| Your goal |
In the film synopsis below, which cities are named as filming locations?

| Extract provided |
Let's Get Skase is a 2001 Australian comedy starring Lachy Hulme, Alex Dimitriades, Craig McLachlan, Alex Menglet, and Bill Kerr. It is based on the life of failed Australian businessman Christopher Skase, who after the collapse of his Qintex business fled to Majorca, Spain. Skase died at around the time of the film's release. It was filmed in Melbourne and Perth.

Plot
After the collapse of his massive Qintex business empire, Christopher Skase flees to the Spanish Island of Majorca, leaving angry creditors high and dry. Enter Peter Dellasandro, a fast-talking con man and failed entrepreneur who sees the "Chase For Skase" as a potential gold mine.
Dellasandro convinces the Creditors Board that he's the only man with the ability and recklessness to undertake the task demanded by his country: the kidnapping of Christopher Skase.
But not everyone is convinced, especially Danny D'Amato, the fiery son of the Creditors Chairman. Suspicious of Dellasandro, the two form an uneasy alliance as Dellasandro sets out to recruit the ego-centric TV host Eric Carney into his scheme, until seasoned mercenary Mitch Vendieks warns Dellasandro that Carney is planning a kidnap plot of his own.
Determined to beat Carney to the punch, Dellasandro and Danny join forces with Mitch to form their own team, recruiting the inept Sean Knight, mendacious getaway driver Dave Phibbs and cynical intelligence ace Rupert Wingate, who soon discovers that Skase is devising a deadly scheme to resurrect his business empire across Europe.
With time running out, Dellasandro and the boys head for Majorca and track Skase to his sprawling mansion, confronting the devious businessman.
The team is outnumbered by Skase's Security Guards and thus cannot manage to kidnap him. However, they make out with several computer discs which contain sensitive documents revealing Skase's plan to "bust out" Qintex. The information at hand is enough evidence for the Australian Government to make compensation payments to the Qintex Creditors Boardmembers.

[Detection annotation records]
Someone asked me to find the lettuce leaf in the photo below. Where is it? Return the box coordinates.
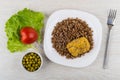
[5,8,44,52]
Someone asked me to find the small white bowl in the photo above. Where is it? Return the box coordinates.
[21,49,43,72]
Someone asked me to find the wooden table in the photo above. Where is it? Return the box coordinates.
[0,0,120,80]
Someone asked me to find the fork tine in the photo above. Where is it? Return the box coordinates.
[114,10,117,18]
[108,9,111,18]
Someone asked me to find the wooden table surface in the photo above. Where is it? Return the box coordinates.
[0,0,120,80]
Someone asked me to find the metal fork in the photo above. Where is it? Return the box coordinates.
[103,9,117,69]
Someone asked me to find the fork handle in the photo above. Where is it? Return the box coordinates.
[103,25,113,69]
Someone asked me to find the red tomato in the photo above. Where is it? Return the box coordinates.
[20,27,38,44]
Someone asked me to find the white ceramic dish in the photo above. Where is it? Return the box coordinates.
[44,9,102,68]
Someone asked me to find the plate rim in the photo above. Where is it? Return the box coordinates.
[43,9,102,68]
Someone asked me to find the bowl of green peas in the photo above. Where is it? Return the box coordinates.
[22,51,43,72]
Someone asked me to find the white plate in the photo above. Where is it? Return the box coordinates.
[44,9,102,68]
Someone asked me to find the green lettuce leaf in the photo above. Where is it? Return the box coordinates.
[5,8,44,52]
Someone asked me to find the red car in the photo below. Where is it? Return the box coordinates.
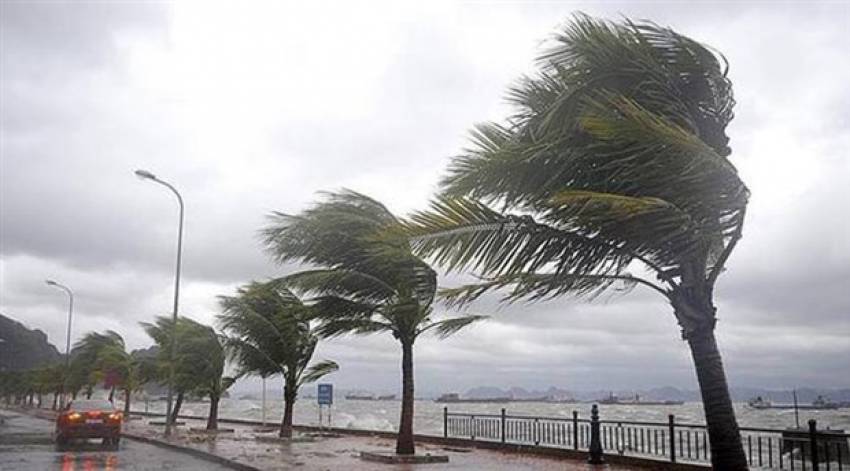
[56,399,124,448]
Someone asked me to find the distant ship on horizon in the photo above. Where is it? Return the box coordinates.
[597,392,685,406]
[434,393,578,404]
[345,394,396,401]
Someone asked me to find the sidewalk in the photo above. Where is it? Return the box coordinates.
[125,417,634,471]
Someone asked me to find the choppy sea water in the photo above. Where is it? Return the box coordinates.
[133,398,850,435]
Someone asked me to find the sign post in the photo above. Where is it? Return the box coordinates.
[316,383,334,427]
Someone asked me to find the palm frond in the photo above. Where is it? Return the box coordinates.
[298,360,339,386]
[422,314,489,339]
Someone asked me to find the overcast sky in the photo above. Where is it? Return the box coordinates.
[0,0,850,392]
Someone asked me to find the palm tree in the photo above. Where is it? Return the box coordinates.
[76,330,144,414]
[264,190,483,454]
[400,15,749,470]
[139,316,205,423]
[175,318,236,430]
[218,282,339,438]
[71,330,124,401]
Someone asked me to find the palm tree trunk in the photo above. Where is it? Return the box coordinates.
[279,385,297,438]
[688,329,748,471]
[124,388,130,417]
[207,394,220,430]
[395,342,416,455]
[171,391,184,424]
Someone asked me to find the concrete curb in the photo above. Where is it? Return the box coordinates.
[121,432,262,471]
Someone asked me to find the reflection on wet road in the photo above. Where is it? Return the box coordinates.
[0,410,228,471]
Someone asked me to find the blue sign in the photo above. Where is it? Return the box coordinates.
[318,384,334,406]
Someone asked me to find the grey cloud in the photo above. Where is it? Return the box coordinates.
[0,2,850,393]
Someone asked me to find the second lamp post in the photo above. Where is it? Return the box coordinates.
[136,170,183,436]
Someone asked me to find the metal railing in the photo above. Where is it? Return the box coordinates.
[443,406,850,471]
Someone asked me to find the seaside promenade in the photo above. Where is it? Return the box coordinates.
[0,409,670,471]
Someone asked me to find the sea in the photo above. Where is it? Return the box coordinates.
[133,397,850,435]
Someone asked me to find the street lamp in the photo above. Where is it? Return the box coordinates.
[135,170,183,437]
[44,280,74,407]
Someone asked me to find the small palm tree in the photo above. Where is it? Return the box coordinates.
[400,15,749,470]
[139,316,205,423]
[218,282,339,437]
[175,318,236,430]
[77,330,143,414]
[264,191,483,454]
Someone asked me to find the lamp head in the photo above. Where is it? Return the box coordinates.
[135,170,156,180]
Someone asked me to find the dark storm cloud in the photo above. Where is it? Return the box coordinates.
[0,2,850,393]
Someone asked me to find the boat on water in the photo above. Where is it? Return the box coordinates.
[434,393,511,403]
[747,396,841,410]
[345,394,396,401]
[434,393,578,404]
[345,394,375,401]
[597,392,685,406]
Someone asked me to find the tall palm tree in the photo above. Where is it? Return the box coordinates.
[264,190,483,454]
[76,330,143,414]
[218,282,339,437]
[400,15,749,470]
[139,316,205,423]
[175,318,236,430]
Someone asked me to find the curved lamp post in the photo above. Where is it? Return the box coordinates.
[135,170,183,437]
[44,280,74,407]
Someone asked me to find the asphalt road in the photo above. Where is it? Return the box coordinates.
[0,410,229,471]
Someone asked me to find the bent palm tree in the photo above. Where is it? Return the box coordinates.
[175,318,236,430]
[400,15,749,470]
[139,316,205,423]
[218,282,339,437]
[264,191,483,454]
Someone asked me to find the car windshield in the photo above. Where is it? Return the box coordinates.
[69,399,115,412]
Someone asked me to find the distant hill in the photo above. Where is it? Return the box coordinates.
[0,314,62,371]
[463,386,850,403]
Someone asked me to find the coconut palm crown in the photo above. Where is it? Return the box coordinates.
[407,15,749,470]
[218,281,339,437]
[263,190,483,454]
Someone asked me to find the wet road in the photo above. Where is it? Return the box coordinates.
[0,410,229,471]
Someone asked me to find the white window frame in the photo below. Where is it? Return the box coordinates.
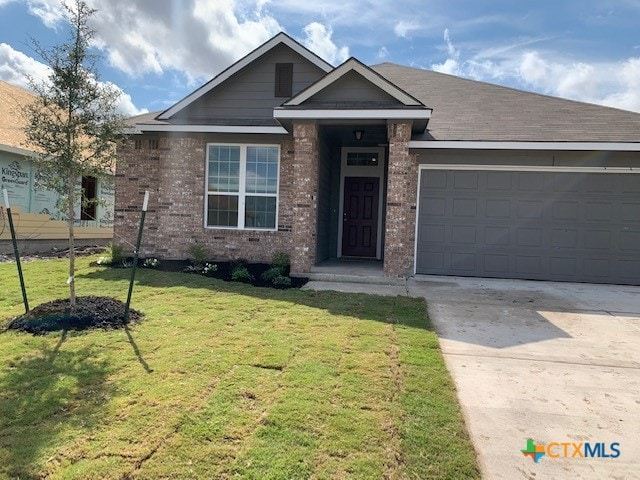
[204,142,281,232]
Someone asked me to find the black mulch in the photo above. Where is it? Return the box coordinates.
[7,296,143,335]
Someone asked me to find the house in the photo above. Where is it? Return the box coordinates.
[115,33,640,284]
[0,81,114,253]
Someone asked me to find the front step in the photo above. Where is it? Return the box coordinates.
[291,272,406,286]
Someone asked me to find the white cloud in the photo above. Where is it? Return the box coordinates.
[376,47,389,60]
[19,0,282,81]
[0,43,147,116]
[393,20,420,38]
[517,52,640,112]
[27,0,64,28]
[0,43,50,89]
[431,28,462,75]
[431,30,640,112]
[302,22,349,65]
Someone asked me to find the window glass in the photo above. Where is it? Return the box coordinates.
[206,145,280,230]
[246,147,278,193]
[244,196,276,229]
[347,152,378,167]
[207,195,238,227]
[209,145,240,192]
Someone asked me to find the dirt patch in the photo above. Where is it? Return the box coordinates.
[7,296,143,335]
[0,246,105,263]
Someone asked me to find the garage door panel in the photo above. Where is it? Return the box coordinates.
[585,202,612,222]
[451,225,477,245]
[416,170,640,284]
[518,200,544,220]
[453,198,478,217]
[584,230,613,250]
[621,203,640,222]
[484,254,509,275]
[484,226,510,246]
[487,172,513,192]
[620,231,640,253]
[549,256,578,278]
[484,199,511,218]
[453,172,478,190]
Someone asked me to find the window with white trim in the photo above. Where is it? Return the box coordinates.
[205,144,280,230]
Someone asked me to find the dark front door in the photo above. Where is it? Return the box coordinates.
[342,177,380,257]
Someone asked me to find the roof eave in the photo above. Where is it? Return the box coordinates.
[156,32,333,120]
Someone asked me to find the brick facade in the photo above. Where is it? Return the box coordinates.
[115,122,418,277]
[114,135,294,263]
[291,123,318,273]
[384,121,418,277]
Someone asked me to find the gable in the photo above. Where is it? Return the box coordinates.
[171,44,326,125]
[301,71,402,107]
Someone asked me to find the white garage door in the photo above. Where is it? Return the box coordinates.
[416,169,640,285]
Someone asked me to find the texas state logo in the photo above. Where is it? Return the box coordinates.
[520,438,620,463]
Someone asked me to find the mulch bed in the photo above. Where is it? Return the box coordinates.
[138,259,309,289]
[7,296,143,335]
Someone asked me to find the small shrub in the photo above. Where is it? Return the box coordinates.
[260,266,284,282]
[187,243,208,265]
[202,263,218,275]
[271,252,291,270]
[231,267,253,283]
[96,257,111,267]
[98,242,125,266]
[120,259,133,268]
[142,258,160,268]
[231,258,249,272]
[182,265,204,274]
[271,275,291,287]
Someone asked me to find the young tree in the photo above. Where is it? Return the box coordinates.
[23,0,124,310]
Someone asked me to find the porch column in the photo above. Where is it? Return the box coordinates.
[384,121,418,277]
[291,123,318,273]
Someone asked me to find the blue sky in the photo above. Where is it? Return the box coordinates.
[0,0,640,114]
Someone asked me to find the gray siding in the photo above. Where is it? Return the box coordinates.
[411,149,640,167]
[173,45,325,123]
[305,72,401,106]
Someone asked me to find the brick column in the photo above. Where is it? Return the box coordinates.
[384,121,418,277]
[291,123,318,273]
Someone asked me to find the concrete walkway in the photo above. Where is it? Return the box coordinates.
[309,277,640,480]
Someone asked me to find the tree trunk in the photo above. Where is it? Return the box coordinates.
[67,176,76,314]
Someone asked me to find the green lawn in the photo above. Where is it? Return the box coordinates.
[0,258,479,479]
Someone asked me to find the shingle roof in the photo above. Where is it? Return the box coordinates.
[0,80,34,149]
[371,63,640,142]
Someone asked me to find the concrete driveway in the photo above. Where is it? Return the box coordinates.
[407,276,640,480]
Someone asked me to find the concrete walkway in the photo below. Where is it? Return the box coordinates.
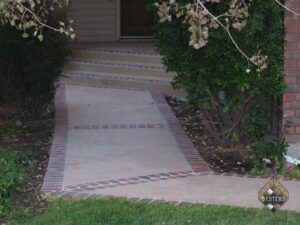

| Response |
Melbourne and Perth.